- **The task**
Gather every line below that contains the string "spoon".

------ Supplied material

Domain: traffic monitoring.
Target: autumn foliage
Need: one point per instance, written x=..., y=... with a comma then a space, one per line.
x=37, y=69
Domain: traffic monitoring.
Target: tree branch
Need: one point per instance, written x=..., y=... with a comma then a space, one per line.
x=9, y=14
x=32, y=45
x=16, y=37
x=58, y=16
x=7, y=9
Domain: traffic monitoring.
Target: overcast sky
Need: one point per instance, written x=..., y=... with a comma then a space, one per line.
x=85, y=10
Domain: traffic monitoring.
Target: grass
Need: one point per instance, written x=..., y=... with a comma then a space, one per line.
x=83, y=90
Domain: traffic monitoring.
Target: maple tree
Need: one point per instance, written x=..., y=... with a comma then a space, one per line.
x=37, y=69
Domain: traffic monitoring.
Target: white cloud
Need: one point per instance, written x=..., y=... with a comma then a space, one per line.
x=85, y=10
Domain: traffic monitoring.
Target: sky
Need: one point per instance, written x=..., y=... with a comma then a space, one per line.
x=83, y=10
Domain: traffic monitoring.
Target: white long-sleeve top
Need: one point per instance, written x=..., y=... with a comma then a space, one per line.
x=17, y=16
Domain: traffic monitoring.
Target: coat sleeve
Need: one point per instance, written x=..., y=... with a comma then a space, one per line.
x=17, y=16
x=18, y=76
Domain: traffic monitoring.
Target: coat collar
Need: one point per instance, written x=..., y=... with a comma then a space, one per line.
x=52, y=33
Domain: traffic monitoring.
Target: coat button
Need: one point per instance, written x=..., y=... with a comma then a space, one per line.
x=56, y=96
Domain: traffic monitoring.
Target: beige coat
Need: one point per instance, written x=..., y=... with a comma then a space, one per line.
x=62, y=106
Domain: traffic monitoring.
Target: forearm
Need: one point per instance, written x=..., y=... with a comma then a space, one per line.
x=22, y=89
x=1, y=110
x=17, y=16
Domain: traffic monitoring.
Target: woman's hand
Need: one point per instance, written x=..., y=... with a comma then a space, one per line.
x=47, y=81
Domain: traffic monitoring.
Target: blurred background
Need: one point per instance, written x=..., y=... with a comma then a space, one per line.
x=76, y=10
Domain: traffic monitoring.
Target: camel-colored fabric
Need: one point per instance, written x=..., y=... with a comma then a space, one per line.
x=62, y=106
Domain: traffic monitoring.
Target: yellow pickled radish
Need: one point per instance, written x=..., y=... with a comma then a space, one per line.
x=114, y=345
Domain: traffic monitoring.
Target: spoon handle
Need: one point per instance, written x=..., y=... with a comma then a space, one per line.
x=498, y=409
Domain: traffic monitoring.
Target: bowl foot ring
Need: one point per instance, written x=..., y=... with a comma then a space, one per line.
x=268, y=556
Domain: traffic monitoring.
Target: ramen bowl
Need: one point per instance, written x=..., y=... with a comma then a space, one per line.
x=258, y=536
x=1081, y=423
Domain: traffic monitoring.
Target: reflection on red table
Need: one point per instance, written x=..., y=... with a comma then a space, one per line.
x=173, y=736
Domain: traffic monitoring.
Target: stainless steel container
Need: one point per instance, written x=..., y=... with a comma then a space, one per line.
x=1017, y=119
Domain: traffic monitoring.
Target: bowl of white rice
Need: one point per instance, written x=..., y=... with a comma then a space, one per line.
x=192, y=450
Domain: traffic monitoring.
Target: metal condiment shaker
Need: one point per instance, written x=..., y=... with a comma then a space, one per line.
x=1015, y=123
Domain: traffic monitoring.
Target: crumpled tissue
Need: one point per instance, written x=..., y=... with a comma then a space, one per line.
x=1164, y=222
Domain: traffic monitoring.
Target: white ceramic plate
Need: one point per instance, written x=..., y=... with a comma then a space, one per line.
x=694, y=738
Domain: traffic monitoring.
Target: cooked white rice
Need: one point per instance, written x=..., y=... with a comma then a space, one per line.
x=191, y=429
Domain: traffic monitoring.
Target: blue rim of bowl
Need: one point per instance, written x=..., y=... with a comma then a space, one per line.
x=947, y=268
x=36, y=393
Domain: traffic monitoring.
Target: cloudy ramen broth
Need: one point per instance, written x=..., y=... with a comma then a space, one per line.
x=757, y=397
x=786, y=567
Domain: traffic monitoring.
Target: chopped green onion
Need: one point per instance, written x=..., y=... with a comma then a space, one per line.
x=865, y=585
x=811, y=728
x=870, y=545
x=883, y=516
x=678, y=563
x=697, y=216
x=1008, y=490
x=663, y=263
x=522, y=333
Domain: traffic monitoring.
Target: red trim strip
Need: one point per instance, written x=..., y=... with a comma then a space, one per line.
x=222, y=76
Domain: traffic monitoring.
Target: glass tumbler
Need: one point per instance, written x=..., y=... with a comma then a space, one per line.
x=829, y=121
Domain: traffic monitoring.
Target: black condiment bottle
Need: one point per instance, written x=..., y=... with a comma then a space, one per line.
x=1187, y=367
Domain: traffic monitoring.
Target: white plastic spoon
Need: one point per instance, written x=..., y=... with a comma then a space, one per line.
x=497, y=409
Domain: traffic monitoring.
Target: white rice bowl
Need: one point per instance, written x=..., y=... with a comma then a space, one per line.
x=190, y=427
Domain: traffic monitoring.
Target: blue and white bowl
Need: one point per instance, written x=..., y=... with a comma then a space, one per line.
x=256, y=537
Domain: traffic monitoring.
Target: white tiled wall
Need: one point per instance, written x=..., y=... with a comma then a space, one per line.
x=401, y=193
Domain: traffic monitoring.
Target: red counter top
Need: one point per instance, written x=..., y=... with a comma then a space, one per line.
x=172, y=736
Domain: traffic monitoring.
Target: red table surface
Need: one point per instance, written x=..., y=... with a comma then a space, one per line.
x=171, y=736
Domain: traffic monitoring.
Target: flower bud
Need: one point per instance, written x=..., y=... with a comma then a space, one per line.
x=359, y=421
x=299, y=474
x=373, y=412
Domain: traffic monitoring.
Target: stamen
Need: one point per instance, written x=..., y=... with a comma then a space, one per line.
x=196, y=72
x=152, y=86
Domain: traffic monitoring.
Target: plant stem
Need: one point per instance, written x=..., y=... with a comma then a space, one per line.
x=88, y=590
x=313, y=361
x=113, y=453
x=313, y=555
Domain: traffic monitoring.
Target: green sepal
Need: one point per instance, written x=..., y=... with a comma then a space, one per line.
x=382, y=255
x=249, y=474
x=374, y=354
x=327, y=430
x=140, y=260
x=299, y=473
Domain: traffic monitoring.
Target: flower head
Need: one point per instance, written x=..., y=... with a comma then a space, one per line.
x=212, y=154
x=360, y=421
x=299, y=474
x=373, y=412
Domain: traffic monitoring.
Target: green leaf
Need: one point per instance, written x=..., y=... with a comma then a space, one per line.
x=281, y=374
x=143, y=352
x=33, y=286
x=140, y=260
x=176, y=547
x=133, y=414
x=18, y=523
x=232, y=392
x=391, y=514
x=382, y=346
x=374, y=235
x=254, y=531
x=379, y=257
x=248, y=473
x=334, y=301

------------

- **The result**
Target: spoon handle
Target: white plastic spoon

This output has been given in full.